-- What is expected --
Reproduce each of the following items verbatim, preserving every line in its original order.

● ● ●

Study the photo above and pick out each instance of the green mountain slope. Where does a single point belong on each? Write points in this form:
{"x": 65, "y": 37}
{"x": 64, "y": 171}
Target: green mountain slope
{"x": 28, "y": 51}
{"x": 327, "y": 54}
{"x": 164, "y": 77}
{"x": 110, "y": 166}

● ● ●

-- Task response --
Study the photo above and pick out each instance of the green mountain slope. Where does a single point belong on each? Write points in this form:
{"x": 65, "y": 37}
{"x": 64, "y": 171}
Target: green mountain slope
{"x": 28, "y": 51}
{"x": 327, "y": 54}
{"x": 164, "y": 77}
{"x": 110, "y": 166}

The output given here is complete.